> **Work instructions**
Copy every line below precisely as it appears.

> **Stored records**
_ _ _ _ _

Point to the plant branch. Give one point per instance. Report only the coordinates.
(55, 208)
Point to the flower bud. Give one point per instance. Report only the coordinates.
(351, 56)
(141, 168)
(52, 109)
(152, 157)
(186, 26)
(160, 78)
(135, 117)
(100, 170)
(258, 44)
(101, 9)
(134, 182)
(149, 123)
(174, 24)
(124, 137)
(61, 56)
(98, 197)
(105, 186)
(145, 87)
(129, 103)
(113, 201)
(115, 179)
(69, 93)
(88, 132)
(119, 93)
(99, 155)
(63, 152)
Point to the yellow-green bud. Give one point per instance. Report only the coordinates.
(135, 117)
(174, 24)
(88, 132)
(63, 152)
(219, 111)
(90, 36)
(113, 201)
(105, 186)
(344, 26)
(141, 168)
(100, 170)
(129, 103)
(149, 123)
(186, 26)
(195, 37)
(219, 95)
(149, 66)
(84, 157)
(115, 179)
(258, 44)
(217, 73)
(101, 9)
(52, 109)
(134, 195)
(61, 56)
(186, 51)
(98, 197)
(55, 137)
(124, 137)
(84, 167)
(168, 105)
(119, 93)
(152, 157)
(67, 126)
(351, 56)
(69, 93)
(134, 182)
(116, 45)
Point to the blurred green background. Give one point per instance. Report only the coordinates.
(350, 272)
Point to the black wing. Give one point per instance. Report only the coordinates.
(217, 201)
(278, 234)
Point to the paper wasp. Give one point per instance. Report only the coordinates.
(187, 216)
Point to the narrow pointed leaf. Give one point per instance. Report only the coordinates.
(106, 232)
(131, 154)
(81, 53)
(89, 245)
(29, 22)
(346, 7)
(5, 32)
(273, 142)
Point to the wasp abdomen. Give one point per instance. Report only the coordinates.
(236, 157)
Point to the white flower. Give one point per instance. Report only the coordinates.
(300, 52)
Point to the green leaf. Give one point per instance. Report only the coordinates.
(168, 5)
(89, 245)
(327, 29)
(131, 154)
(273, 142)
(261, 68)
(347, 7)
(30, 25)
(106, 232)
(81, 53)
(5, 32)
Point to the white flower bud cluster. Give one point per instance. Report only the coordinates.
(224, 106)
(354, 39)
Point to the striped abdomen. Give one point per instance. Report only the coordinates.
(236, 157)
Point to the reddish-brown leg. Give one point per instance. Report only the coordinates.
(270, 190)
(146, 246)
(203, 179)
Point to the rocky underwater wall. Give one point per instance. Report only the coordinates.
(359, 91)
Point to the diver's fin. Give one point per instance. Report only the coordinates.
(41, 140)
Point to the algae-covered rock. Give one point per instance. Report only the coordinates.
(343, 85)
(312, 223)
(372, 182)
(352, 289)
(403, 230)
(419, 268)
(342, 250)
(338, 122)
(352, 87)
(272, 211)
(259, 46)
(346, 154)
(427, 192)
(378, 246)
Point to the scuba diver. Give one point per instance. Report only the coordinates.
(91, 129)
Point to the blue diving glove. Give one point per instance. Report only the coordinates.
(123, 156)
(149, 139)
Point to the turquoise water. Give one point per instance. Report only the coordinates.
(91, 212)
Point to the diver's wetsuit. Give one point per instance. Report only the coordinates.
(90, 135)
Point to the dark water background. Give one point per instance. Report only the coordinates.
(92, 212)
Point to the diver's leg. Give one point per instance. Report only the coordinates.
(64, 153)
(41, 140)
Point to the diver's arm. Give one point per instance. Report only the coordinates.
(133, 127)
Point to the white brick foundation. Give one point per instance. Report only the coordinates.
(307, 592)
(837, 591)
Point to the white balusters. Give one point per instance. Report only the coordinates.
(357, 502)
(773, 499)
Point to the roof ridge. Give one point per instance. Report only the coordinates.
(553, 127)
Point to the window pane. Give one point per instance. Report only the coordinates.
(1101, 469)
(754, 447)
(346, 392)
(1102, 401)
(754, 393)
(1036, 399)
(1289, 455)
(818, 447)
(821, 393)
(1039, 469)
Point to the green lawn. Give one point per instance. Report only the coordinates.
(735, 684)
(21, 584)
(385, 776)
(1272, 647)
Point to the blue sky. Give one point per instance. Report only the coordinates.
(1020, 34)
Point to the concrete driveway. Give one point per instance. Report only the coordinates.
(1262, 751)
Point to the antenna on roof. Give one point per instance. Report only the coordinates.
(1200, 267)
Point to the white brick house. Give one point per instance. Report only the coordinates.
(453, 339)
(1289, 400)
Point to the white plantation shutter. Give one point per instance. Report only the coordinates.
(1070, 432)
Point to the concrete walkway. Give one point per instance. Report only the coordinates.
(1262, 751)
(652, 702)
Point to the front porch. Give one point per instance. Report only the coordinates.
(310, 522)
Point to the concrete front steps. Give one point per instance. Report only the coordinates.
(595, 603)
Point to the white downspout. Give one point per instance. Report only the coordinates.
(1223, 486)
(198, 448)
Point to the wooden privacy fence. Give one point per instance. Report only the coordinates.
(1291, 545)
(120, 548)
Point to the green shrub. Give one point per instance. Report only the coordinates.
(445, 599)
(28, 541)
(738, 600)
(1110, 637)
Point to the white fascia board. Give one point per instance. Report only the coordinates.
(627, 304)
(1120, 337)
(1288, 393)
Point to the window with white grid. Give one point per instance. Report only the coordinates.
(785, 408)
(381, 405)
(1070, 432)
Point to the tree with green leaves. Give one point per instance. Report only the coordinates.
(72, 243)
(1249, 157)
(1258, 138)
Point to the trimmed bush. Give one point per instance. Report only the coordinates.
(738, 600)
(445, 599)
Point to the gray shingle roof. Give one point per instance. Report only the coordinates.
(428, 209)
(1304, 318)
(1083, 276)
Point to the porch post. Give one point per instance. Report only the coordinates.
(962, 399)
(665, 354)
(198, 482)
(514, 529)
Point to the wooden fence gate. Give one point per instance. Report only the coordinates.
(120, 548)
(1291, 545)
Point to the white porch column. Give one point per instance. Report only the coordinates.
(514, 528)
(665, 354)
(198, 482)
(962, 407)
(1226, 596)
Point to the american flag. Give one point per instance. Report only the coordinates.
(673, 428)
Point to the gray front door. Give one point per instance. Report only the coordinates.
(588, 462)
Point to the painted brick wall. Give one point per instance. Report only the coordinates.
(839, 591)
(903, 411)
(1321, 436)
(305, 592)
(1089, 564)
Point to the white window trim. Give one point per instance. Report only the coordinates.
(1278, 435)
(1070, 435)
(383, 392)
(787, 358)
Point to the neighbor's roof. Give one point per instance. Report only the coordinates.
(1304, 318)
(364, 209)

_ _ _ _ _

> **Answer to this problem**
Point to the plant branch. Give one point per instance. Report only the coordinates.
(55, 208)
Point to the flower bud. Give one point per instance. Report only the coordinates.
(351, 56)
(141, 168)
(52, 109)
(152, 157)
(186, 26)
(160, 78)
(135, 117)
(100, 170)
(258, 44)
(101, 9)
(134, 182)
(149, 123)
(174, 24)
(124, 137)
(61, 56)
(98, 197)
(105, 186)
(145, 87)
(129, 103)
(113, 201)
(115, 179)
(69, 93)
(88, 132)
(119, 93)
(99, 155)
(63, 152)
Point to the yellow-green bud. Give one point per instance. Report only the coordinates.
(135, 117)
(174, 24)
(88, 132)
(63, 152)
(219, 111)
(90, 36)
(113, 201)
(105, 186)
(344, 26)
(141, 168)
(100, 170)
(129, 103)
(149, 123)
(186, 26)
(195, 37)
(219, 95)
(149, 66)
(84, 157)
(115, 179)
(258, 44)
(217, 73)
(101, 9)
(52, 109)
(134, 195)
(61, 56)
(186, 51)
(98, 197)
(55, 137)
(124, 137)
(84, 167)
(168, 105)
(119, 93)
(152, 157)
(67, 126)
(351, 56)
(69, 93)
(134, 182)
(116, 45)
Point to the blurred green background. Give one point per instance. Report only the coordinates.
(350, 272)
Point to the black wing. Give one point per instance. Report only the coordinates.
(217, 201)
(278, 234)
Point to the paper wasp. Give one point per instance. Report only the coordinates.
(187, 216)
Point to the narrow pointed leaf. Give one point per instance. Report only the coordinates.
(106, 232)
(131, 154)
(81, 53)
(89, 245)
(29, 22)
(346, 7)
(5, 32)
(273, 142)
Point to the wasp abdomen. Give one point per instance. Report only the coordinates.
(236, 157)
Point to the white flower. Give one point per instance. Report only the coordinates.
(300, 52)
Point to the green leaf. Give one point per instance. Report only the coordinates.
(168, 5)
(89, 245)
(327, 29)
(131, 154)
(273, 142)
(261, 68)
(347, 7)
(30, 25)
(106, 232)
(81, 53)
(5, 32)
Point to the white flower bud cluster. Give one point per instance. Report only the coordinates.
(224, 106)
(354, 39)
Point to the striped abdomen. Give one point per instance. Report only the coordinates.
(236, 157)
Point to the reddish-brown leg. Give one point per instance. Report only the coordinates.
(270, 190)
(146, 246)
(203, 179)
Point to the rocky underwater wall. Give one point per instance. Report only the coordinates.
(359, 91)
Point to the diver's fin. Give one point per instance. Report only the coordinates.
(41, 140)
Point to the algae-covered rock. Give one point per instance. Report only the coordinates.
(343, 85)
(312, 223)
(372, 182)
(352, 289)
(403, 230)
(419, 268)
(342, 250)
(338, 122)
(352, 87)
(272, 211)
(259, 46)
(346, 154)
(427, 192)
(378, 246)
Point to the scuba diver. Give one point per instance. Report only the coordinates.
(91, 129)
Point to the blue diving glove. Give one point per instance. Report only the coordinates.
(123, 156)
(149, 139)
Point to the turquoise water. Give one point per instance. Report only the coordinates.
(91, 212)
Point to the diver's wetsuit. Give one point per instance. Report only the coordinates.
(90, 135)
Point to the dark water background. Give one point per instance. Report only the coordinates.
(92, 212)
Point to the diver's leg. Give one point per instance. Report only the coordinates.
(64, 153)
(41, 140)
Point to the diver's arm. Give one point per instance. Report only the coordinates.
(133, 127)
Point to the white brick foundation. Give one point per instance. Report only the coordinates.
(307, 592)
(837, 591)
Point to the white balusters. Give one point per instance. Report only the coordinates.
(357, 502)
(773, 499)
Point to the roof ridge. Give one point per instance. Report only the coordinates.
(553, 127)
Point to the window pane. Give one point per instance. Report only the coordinates.
(1101, 469)
(754, 447)
(346, 392)
(1102, 401)
(754, 393)
(1036, 399)
(1289, 455)
(818, 447)
(821, 393)
(1039, 469)
Point to the green lawn. Give one point per instance. Report only the coordinates.
(735, 684)
(21, 584)
(385, 776)
(1272, 647)
Point to the blue sky. Give one point per instance. Report only the coordinates.
(1020, 34)
Point to the concrete driveway. Give one point per instance. Report only the coordinates.
(1262, 751)
Point to the antenna on roof. Give one point per instance. Report only the coordinates.
(1200, 267)
Point to the white brick house. Give one point per instance. Report only the coordinates.
(453, 339)
(1289, 400)
Point to the white plantation shutter. Give one point per instance. Report only the coordinates.
(1070, 432)
Point to the concrete walkway. Give one point per instance. Report only the coordinates.
(1262, 751)
(652, 702)
Point to the front porch. Give one point per instance. Report only the coordinates.
(310, 522)
Point to the concrete front steps. Give one point per instance. Report only the coordinates.
(595, 603)
Point to the white downspout. Give one point per instance. Report only the coordinates.
(1223, 486)
(198, 448)
Point to the wooden privacy fence. Give one point per instance. Report only the coordinates.
(1291, 545)
(120, 548)
Point to the green shrub. Give one point per instance. Report only the coordinates.
(445, 599)
(28, 541)
(738, 600)
(1110, 637)
Point to the white fascia board. Give one point per instance. Report only the coordinates.
(627, 304)
(1120, 337)
(1288, 393)
Point to the window with white grid. Give one point per instance. Report only the coordinates.
(785, 408)
(381, 405)
(1070, 432)
Point to the tree with green leaves. Give one point per instance. Report only the coordinates.
(72, 243)
(1249, 157)
(1258, 138)
Point to the trimmed bush. Give one point per instance. Report only the coordinates.
(738, 600)
(445, 599)
Point to the gray shingle roof. Give one point per instance. Report only the coordinates.
(428, 209)
(1304, 318)
(1083, 276)
Point to the porch post. Give one point per instance. Report only the coordinates.
(962, 399)
(665, 354)
(198, 482)
(514, 529)
Point to the wooden fence gate. Give one point per instance. Report only the coordinates.
(120, 548)
(1291, 545)
Point to the white porch column. Give one point per instance. Report only the coordinates.
(514, 528)
(665, 354)
(198, 482)
(962, 407)
(1226, 596)
Point to the american flag. Give one point per instance. Report only the coordinates.
(673, 428)
Point to the gray front door. Give one point per instance. Report only the coordinates.
(588, 462)
Point to the painted brick wall. Give one point per instance. Report only the coordinates.
(839, 591)
(903, 411)
(1321, 436)
(305, 592)
(1089, 564)
Point to the white window trim. Give one point per instance. Report only the coordinates.
(1278, 435)
(1070, 435)
(383, 392)
(787, 358)
Point to the neighbor's roof. Give one point per instance. Report only the coordinates.
(1304, 318)
(364, 209)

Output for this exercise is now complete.